This post has been two months in the making, but I finally sat down and put pen to paper (or in my case my fingers to the keyboard?)

You see, since 2022 started, I’ve been so swamped with work and school that I have completely and utterly neglected my goals for the year. I haven’t read as much as I wanted to and I haven’t posted as much as I wanted to. I decided to change that, and here we are two months later – I’m still trying to get my shit together. Since the year started, I’ve read a total of 15books (for context, in a good year I would already be at 25, if not more). But I recently decided to force myself to read, even if it was via audiobook, before and after busy work days, and this has been significant in helping my number go up. I am, at the time of this post, nine books behind schedule in my challenge.

Here are all the books I’ve read in the last two and a half months:

  • One Italian Summer by Rebecca Serle
    • I read In Five Years by Rebecca Serle last year and absolutely loved it so I knew I would really love her new book. Her words made me laugh and they made me cry, they even made me ache for the relationship Katy had with her mom. In One Italian Summer, Kate has to live without her best friend. Carol, who was also Katy’s mom, passes away before the mother-daughter trip of a lifetime happened. They had planned two weeks in Positano, Italy, the magical place Carol spent the summer before she met Katy’s father. Katy had been waiting for this trip for years, and now with Carol gone, she has to embark on the adventure alone. As soon as she steps foot on the Amalfi Coast, Katy feels her mom’s spirit, and surrounded by the beautiful, and magical city, Katy begins to feel herself come back alive. That is, until Carol appears, right before her eyes. Her mother is in front of her in the flesh, healthy, sun-tanned, and thirty years old. Katy doesn’t understand what is happening, or how, but she knows that her mother is back. Over the course of her time in Positano, Katy gets to know this version of Carol, not her mother, but as the beautiful, thirty-year-old in front of her. She isn’t what she expected Carol to be, but soon Katy must reconcile the mother who knew everything with the young woman who doesn’t yet have a clue.
  • Inheritance (American Royals #0.5) by Katharine McGee
    • I am a HUGE fan of the Royals series and this book really brought me back to the beginning, which I really appreciated. Katharine did a really good job of explaining the events that led up to the first book for us. In Inheritance, we learn that Princess Beatrice realized what is really expected of her as heir apparent—and it is not riding in cars, alone, with her Revere Guard. But what the Crown doesn’t know won’t hurt it…right? Princess Samantha is already bored of her own graduation party. She swears she isn’t looking for trouble, but when the king and queen are away, the spare will play and Nina never dreamed of acting on her feelings for Prince Jefferson. But on that night anything seemed possible: even the idea of a prince and a commoner. Meanwhile, Daphne is hiding more than one secret beneath her perfect exterior. A royal party might just be the window of opportunity she needs—until everything comes crashing down.

•••••

Resume the post about the books read so far this year, starting right after its last sentence.

» **Stored data**

•••••

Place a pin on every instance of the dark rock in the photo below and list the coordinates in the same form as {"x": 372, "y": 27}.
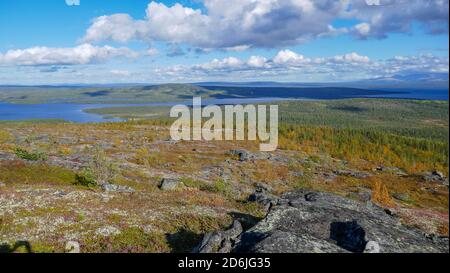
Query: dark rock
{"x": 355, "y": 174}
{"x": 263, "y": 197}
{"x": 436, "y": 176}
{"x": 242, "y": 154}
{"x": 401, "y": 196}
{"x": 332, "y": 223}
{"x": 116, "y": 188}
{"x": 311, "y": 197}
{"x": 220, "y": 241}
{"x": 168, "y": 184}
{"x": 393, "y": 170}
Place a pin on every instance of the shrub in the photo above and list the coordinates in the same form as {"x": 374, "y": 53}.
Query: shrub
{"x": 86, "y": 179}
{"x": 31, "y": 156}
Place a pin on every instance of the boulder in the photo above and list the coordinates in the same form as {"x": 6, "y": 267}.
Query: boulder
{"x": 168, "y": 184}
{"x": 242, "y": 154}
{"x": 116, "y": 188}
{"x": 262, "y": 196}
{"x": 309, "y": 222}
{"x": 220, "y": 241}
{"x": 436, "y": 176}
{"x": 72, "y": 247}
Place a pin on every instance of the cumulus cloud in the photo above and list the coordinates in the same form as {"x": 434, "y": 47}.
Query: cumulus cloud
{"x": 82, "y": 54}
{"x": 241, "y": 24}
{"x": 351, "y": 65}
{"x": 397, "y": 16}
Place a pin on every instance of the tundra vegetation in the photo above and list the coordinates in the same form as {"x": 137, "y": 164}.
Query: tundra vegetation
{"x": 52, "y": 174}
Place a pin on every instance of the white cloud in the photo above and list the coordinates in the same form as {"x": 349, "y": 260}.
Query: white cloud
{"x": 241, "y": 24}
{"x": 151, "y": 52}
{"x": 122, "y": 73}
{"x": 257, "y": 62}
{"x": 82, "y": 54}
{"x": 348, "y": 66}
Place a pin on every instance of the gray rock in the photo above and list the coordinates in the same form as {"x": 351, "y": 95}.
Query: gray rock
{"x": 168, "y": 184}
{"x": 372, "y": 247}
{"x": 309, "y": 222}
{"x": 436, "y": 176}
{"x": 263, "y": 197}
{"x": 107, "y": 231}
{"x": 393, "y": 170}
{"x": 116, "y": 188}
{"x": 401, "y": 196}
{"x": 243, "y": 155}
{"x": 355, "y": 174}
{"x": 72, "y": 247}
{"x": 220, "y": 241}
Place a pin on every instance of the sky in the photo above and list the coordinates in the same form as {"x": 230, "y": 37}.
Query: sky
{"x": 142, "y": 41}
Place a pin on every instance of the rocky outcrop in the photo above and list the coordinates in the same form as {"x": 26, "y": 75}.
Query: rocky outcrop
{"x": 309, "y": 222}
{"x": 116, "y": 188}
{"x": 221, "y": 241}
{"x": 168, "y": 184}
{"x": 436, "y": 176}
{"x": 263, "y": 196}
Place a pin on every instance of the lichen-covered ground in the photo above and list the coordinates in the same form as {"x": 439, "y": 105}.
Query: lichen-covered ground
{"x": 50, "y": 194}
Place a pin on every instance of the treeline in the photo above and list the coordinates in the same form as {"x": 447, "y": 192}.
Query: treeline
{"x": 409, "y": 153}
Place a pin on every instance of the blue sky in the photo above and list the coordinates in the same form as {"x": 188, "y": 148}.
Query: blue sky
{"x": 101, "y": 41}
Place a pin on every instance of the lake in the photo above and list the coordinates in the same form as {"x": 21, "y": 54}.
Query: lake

•••••

» **Exercise response**
  • Book Lovers by Emily Henry
    • I love Emily Henry’s books, and I was so excited to read this one. So excited, that I was willing to test out the audiobook “thing” with this particular book! Yes, this was my first audiobook! This book was about Nora Stephens’ whose entire life is about books. She reads them all, but she’s not that type of heroine. You know, the plucky one, she’s not the laidback dream girl or the sweetheart. She can be, for her clients, since she lands them enormous deals as a cutthroat literary agency, and for her beloved little sister Libby. Libby is the reason she agrees to go to Sunshine Falls, North Carolina for an entire month in August when her sister, Libby, begs her for a sister’s trip away. With visions of a small-town transformation for Nora, who she is convinced needs to become a heroine in her own story, but instead of picnics in meadows or run-ins with a handsome country doctor, or bulging-forearmed bartender, Nora keeps bumping into Charlie Lastra, a bookish brooding editor from back in the city. Constantly thrown together, again and again, in a series of coincidences no editor worth their salt would allow, Nora and Charlie, discover something that might unravel the carefully curated stories they’ve written about themselves.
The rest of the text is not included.